== Exercise prompt ==
Answer these from the article on the Hamas–Israel conflict:
1. Who wrote it?
2. At which college does Donna Robinson Divine teach?
3. Which conference did she attend at Sde Boker?
*** Page
Hamas had several reasons to instigate its current conflict with Israel, says a Mid-East expert…and Israel wasn’t one of them
By Judie Jacobson
HARTFORD CONN. – Dr. Donna Robinson Divine is Morningstar Family Professor in Jewish Studies and Professor of Government at Smith College, where she has been recognized several times for her scholarly achievements and excellence in teaching.
Upon returning from Israel last month, where she attended the Association of Israel Studies Conference at Sde Boker, Divine spoke with the Ledger about the underlying factors that led to the conflict…and where it might be headed.
Q: This latest conflict began when Hamas started – and refused to stop – firing a relentless barrage of rockets into Israel. What was the group’s motive? What lies at the core of this conflict?
******
*** Provided material
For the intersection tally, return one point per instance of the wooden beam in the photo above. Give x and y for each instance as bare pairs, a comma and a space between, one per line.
******
== Answer ==
1. Judie Jacobson
2. Smith College
3. The Association of Israel Studies Conference